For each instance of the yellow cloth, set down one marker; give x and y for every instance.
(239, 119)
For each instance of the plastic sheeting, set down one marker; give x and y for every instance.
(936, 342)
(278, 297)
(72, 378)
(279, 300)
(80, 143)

-=-=-

▸ **What you are asked to do**
Rewrite every line of the records above, requests included, and scale each x and y point coordinate in the answers by 1.25, rounding to the nearest whole number with halves going up.

▸ **Exercise solution**
For each instance of the yellow cloth, set down one marker; give x and y for every instance.
(299, 149)
For each instance of the plastic sheeting, set down one marker; give x and y for every instance.
(1170, 428)
(348, 371)
(90, 473)
(349, 375)
(100, 179)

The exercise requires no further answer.